* Source extract:
↓↓↓
Buying used gear can get you more for less
Find used gear
- Nordic Ski Swap in Vail
Nov. 23 from 10 a.m. to 2 p.m. at the Vail Nordic Center. Find both new and used gear.
- Thrifty Shops in Eagle and Edwards
Both the Eagle and Edwards shops are open six days a week, from 10 a.m. to 6 p.m Monday through Friday and 10 a.m. to 4 p.m. on Saturday. Call 970-926-7134.
- Transition Sports in Avon
Located in Chapel Square and open 10 a.m. to 7 p.m. daily. Check out consignment inventory online at http://www.transition-sports.com or call 970-845-7388.
EAGLE COUNTY — Edwards resident Julie Moore is queen of bargain gear finds. The mother of three has found snowboards for under $100, picked up nearly new Burton ski pants for a fraction of the retail price and scored deals on ski and snowboard boots for her kids at the beginning of the season.
↑↑↑
* Exercise instructions:
**1.** Find each line in the records that includes the word "ceiling", and copy those lines.
**2.** Write what comes next in the article on buying used ski and snowboard gear, starting after its final sentence.
The article and the records have no connection to each other.

* Material for the task:
↓↓↓
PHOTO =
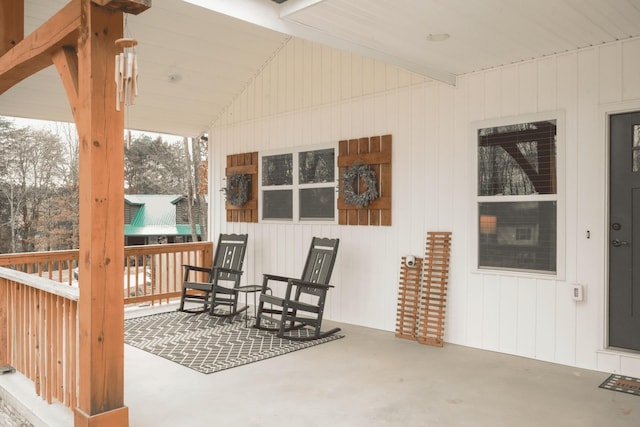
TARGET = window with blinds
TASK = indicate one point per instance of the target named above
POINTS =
(299, 186)
(517, 197)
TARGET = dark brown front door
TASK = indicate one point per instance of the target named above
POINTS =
(624, 231)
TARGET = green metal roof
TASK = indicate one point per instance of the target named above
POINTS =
(156, 216)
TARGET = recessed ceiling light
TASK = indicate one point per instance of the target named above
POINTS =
(438, 37)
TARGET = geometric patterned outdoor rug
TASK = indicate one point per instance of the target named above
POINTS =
(209, 344)
(621, 383)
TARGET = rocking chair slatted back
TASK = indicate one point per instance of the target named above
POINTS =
(320, 261)
(230, 254)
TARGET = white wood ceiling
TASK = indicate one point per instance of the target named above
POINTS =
(195, 60)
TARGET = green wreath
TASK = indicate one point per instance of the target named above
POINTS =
(237, 190)
(359, 170)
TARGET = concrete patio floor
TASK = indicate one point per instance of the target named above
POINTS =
(368, 378)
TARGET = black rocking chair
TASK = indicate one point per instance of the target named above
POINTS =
(227, 268)
(303, 303)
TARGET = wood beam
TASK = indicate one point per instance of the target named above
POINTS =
(101, 258)
(66, 62)
(12, 24)
(33, 53)
(133, 7)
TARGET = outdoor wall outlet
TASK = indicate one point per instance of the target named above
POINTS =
(577, 292)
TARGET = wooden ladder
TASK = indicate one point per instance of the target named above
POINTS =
(422, 294)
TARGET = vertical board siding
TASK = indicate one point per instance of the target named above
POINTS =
(310, 94)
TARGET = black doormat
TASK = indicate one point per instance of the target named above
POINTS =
(210, 344)
(622, 384)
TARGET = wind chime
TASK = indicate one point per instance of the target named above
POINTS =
(126, 72)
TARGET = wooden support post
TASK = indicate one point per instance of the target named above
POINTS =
(4, 337)
(11, 24)
(101, 305)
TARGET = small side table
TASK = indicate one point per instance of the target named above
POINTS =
(254, 289)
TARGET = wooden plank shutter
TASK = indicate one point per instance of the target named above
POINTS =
(375, 151)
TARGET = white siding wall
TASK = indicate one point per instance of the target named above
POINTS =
(311, 94)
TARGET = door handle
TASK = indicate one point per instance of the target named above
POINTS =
(617, 243)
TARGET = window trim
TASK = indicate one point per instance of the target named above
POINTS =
(559, 197)
(296, 186)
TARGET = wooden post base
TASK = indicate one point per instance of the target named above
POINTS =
(116, 417)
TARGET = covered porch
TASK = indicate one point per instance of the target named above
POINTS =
(370, 378)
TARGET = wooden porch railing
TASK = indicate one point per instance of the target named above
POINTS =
(39, 305)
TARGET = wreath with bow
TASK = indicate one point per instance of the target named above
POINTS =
(237, 190)
(352, 175)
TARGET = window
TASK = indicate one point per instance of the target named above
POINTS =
(299, 185)
(517, 197)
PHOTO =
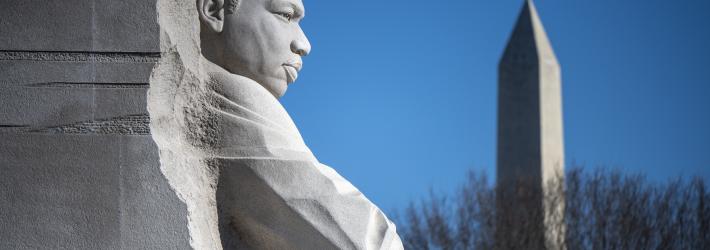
↑↑↑
* In response:
**1.**
TARGET = recessed ceiling light
TARGET = white wood ceiling

**2.**
She might have some bargain hunter savvy, she admits, but as she tells her friends, to save some money on winter gear, you just have to know where to look. She’s a regular shopper for used gear, she said, and with growing kids aged 5 to 10, the family doesn’t see much point in buying brand new gear each year.
Gear hounds can find all sorts of equipment and clothing for the season, new and used, at the annual Vail Ski & Snowboard Club Swap, which took place last week. That doesn’t mean you’re out of luck — the Thrifty Shops in Eagle and Edwards, Transition Sports in Avon and the upcoming Nordic Ski Swap (are all places to go in search of a snowy deal.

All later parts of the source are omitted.